**What is expected:** Each entry that follows must be output without any deviation.

Data extracted from a collection

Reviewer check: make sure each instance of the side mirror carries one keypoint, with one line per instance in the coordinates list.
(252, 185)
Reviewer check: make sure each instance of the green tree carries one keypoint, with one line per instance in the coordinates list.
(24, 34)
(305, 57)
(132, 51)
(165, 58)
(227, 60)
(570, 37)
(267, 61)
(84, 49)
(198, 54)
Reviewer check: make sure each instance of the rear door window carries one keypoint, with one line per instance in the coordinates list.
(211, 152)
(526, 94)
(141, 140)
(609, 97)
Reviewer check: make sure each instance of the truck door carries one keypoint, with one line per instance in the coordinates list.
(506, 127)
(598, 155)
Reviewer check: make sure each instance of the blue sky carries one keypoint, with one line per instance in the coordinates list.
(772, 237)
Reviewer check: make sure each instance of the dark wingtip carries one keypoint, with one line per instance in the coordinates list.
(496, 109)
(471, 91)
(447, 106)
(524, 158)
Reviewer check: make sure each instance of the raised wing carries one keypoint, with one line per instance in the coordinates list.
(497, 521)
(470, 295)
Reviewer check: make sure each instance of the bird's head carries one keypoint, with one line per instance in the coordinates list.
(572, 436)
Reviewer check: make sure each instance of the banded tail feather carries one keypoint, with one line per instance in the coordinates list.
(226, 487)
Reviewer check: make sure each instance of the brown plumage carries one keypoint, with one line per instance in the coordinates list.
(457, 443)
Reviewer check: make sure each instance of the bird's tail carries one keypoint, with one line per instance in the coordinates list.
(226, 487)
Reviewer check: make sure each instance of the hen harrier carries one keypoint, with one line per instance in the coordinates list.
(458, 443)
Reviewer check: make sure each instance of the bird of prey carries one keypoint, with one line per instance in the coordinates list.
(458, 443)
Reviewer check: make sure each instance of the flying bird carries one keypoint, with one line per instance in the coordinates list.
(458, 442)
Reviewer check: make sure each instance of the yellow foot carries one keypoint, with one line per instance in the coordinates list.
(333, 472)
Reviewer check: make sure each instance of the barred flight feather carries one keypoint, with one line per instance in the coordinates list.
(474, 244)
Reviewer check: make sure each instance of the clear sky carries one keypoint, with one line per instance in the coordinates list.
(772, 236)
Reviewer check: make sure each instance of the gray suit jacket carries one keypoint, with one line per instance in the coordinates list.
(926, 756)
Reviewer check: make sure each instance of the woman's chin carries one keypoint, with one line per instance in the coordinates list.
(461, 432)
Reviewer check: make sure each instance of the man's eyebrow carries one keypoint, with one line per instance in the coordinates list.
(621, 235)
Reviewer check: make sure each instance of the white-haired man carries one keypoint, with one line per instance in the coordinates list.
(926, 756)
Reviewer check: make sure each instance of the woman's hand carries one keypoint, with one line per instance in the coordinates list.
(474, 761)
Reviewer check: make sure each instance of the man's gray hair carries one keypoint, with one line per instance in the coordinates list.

**Response below:**
Reviewer check: make sure each instance of the side mirror carries one keypoint, with one line per instance in the coordinates list.
(252, 185)
Reviewer check: make sure each instance of the green tree carries one keypoint, with one line per instance in the coordinates list.
(24, 34)
(305, 57)
(132, 51)
(165, 58)
(227, 60)
(570, 37)
(267, 61)
(84, 49)
(198, 54)
Reviewer check: make sure each instance of the rear door window carries one keypoint, with one line per instance in the coordinates list.
(211, 152)
(526, 94)
(141, 140)
(609, 97)
Reviewer check: make sure each instance of the truck door carries one keypoint, with one line per instance in the coordinates list.
(506, 127)
(598, 155)
Reviewer check: make sure each instance of the blue sky carries one keypoint, with one line per instance in the coordinates list.
(772, 237)
Reviewer check: make sure each instance of the dark wingtip carries one keypoint, with one line per instance in the coordinates list.
(496, 109)
(471, 91)
(447, 106)
(524, 158)
Reviewer check: make sure each instance of the raised wing carries one keypoint, with one line per instance in the coordinates list.
(497, 521)
(470, 295)
Reviewer check: make sure each instance of the bird's head carries one keypoint, with one line per instance in the coordinates list.
(572, 436)
Reviewer check: make sure each instance of the banded tail feather carries one keypoint, with one line per instance in the coordinates list.
(226, 487)
Reviewer check: make sure each instance of the brown plumage carries one keypoint, with one line per instance in the coordinates list.
(457, 443)
Reviewer check: make sure each instance of the bird's tail carries one keypoint, with one line per instance in the coordinates list.
(226, 487)
Reviewer check: make sure each instance of the hen harrier carries one keypoint, with one line per instance in the coordinates list.
(458, 443)
Reviewer check: make sure each instance of the bird of prey carries one keypoint, with one line per instance in the coordinates list.
(458, 443)
Reviewer check: make sure each instance of the flying bird carries one keypoint, with one line per instance in the coordinates list.
(458, 442)
Reviewer check: make sure each instance of the yellow foot carries one keypoint, with one line per instance in the coordinates list.
(333, 472)
Reviewer check: make sure each instance of the barred flight feather carries one keypoint, with one line per instance in the coordinates list.
(474, 244)
Reviewer check: make sure each instance of the clear sky carries one keypoint, with one line per instance in the coordinates list.
(772, 236)
Reviewer check: make sure each instance of the gray suit jacket carries one keypoint, with one line per instance in the coordinates list.
(926, 756)
Reviewer check: make sure each instance of the woman's chin carries one keypoint, with one line per instance in the coordinates list.
(461, 432)
Reviewer check: make sure each instance of the man's eyebrow carries one keypoint, with one line per instance in the coordinates list.
(621, 235)
Reviewer check: make sure each instance of the white-haired man carries one keypoint, with one line per instance in the coordinates list.
(926, 756)
Reviewer check: make sure each instance of the woman's hand carries one keypoint, with one line per instance in the coordinates list.
(474, 761)
Reviewer check: make sure each instance of the man's gray hair carries one keypoint, with one line per instance in the coordinates list.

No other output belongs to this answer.